=== Written problem ===
Leave out the pictures and reproduce all of the data exactly.

(Dataset excerpt)
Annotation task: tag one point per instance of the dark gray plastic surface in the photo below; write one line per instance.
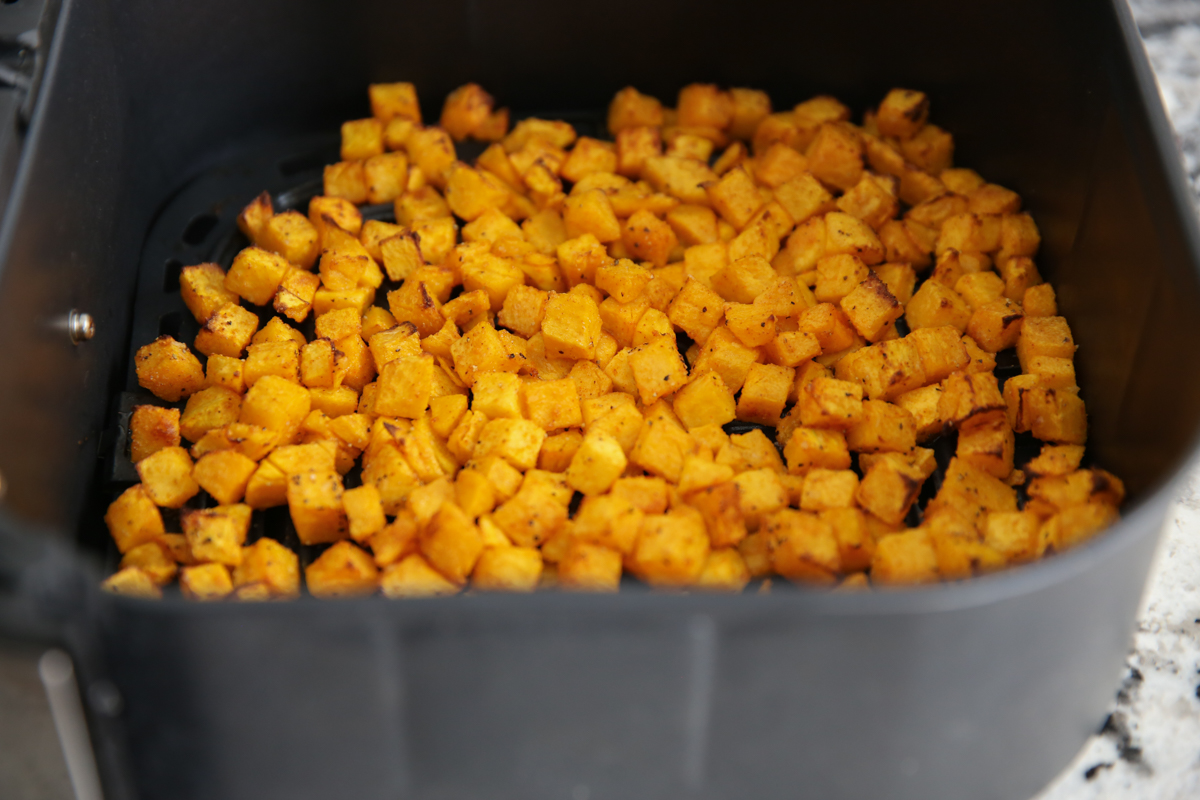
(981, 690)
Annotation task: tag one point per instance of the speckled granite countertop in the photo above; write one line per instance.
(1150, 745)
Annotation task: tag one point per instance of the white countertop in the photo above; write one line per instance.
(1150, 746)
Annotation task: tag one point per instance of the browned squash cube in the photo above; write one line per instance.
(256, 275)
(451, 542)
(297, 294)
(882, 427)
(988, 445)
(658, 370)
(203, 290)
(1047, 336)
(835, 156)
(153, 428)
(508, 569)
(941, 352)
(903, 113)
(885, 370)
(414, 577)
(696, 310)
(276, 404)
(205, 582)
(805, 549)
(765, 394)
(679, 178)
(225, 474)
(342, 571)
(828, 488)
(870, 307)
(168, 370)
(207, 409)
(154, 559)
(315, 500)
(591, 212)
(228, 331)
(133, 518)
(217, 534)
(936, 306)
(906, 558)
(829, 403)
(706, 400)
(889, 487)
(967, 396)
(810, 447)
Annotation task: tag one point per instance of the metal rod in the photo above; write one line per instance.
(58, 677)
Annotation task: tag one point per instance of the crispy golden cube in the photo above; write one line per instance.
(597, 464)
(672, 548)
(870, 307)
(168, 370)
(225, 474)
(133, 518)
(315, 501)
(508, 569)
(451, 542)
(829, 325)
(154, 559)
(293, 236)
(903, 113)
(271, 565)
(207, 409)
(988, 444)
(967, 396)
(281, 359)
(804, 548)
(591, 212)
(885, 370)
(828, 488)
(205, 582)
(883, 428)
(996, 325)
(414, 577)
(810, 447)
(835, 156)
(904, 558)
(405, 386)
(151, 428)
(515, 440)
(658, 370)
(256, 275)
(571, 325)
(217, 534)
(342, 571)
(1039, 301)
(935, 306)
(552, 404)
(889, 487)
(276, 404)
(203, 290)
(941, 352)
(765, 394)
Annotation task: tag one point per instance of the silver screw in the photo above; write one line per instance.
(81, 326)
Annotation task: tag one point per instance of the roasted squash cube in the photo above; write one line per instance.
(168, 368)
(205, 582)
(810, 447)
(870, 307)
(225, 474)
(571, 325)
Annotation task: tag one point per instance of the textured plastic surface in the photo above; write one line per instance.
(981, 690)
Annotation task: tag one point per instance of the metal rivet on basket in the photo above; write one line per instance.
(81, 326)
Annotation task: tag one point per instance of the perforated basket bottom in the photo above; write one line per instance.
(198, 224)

=== Exercise answer ===
Annotation task: tag one point per instance of the dark gray plastic surface in the photo below; write one line per instance.
(981, 690)
Annotation task: tag one point per instance of the speckled granite countertop in the photo above; write one line per instance.
(1150, 745)
Annotation task: tag one point per instance of the white countertop in the photo above; write one line per instance.
(1150, 746)
Annotation task: tag one point per instance of the browned squash cube in the photo above; write one line per instance.
(256, 275)
(451, 542)
(297, 294)
(882, 427)
(988, 445)
(658, 370)
(203, 290)
(1047, 336)
(835, 156)
(153, 428)
(508, 569)
(941, 352)
(903, 113)
(885, 370)
(414, 577)
(696, 310)
(276, 404)
(205, 582)
(805, 549)
(765, 394)
(679, 178)
(225, 474)
(342, 571)
(828, 488)
(870, 307)
(168, 370)
(207, 409)
(154, 559)
(315, 500)
(591, 212)
(228, 331)
(133, 518)
(217, 534)
(936, 306)
(906, 558)
(829, 403)
(706, 400)
(889, 487)
(967, 396)
(810, 447)
Annotation task: tag one point per instance of the metal rod in the photo above; write one line per instance.
(58, 677)
Annotation task: tag one point per instance of the crispy golden cube in the photo above; write one line per instance.
(597, 464)
(672, 548)
(870, 307)
(168, 370)
(225, 474)
(133, 518)
(315, 501)
(508, 569)
(451, 542)
(829, 325)
(154, 559)
(293, 236)
(903, 113)
(271, 565)
(207, 409)
(988, 444)
(967, 396)
(281, 359)
(804, 548)
(591, 212)
(885, 370)
(828, 488)
(205, 582)
(883, 428)
(996, 325)
(414, 577)
(810, 447)
(835, 156)
(904, 558)
(405, 386)
(151, 428)
(515, 440)
(658, 370)
(256, 275)
(571, 325)
(217, 534)
(342, 571)
(1039, 301)
(935, 306)
(552, 404)
(889, 487)
(276, 404)
(203, 290)
(941, 352)
(765, 394)
Annotation task: tag one point per instance of the silver screw in the photo above; write one line per instance.
(81, 326)
Annotation task: tag one point per instance of the roasted squash cube in the photo above; write one line per instance.
(168, 368)
(205, 582)
(810, 447)
(870, 307)
(225, 474)
(571, 325)
Annotation task: tag one point per instance of the textured plastic surface in the photo above; write one line per instance.
(981, 690)
Annotation task: tag one point per instance of the metal rivet on basket in the photo above; write one line per instance.
(81, 326)
Annotation task: tag one point per instance of the perforated basket bottom in the photo above; write one line per instance.
(198, 224)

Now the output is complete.